[Your goal]:
Reproduce everything from the line containing "Where can you find the bush" down to the end of the records, swapping "photo" for "image" and leaving the rest unchanged. Omit the pictures from your copy.

[Listed entries]:
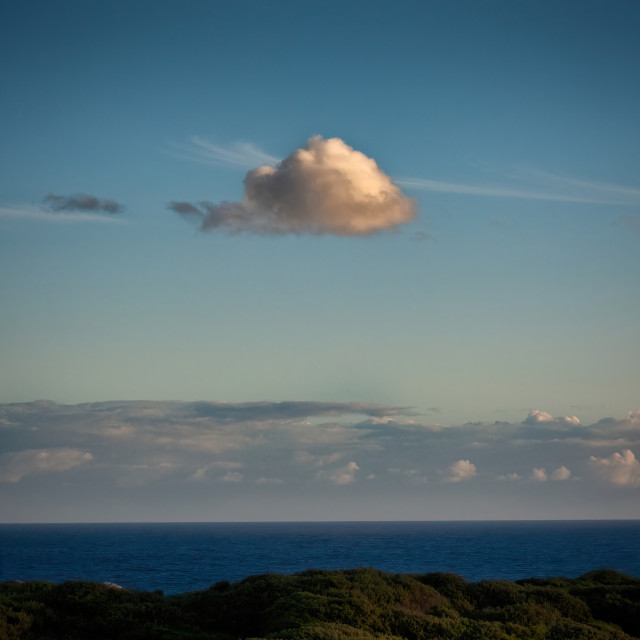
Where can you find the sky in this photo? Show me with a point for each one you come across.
(319, 261)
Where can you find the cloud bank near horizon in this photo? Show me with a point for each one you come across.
(326, 188)
(335, 442)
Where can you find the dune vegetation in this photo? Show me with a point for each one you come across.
(358, 604)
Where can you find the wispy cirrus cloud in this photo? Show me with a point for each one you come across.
(241, 155)
(83, 202)
(566, 190)
(527, 183)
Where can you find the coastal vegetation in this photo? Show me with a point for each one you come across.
(358, 604)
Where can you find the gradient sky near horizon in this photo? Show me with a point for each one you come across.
(492, 279)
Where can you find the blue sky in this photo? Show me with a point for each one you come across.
(506, 137)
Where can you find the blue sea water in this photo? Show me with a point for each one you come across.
(179, 557)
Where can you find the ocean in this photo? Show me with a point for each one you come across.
(179, 557)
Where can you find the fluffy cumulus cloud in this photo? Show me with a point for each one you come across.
(82, 202)
(542, 417)
(326, 188)
(560, 474)
(539, 475)
(461, 470)
(346, 474)
(16, 466)
(622, 469)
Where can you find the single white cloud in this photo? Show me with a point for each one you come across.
(346, 474)
(269, 481)
(562, 473)
(461, 470)
(232, 476)
(539, 475)
(622, 469)
(17, 465)
(326, 188)
(510, 476)
(537, 417)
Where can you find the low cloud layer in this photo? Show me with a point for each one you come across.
(461, 470)
(622, 469)
(325, 188)
(82, 202)
(233, 454)
(16, 466)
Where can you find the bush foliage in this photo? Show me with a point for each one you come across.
(359, 604)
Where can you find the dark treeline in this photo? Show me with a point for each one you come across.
(360, 604)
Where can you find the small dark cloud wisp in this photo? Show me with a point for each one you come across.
(82, 202)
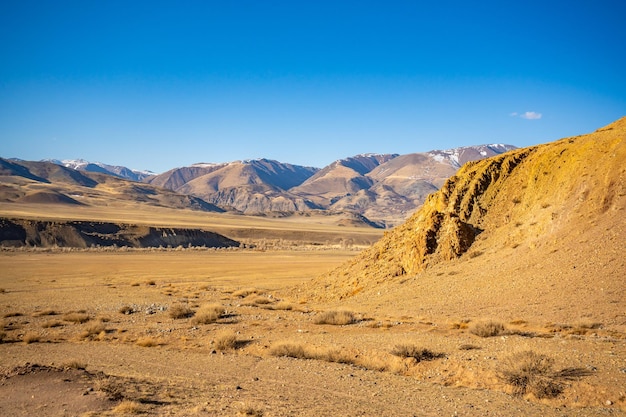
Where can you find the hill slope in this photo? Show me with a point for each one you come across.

[Solution to this exercise]:
Where can you find the bush foliage in this image? Show me with a point for each one you come across.
(359, 604)
Where can you find the dark treeline in this image? Show me with a point for each one you come across.
(360, 604)
Where can you find the small dark cloud wisp in this image? Show me with a point for each one you come across.
(82, 202)
Where can you find the hill slope in this image? Show me with a point for each one you come across.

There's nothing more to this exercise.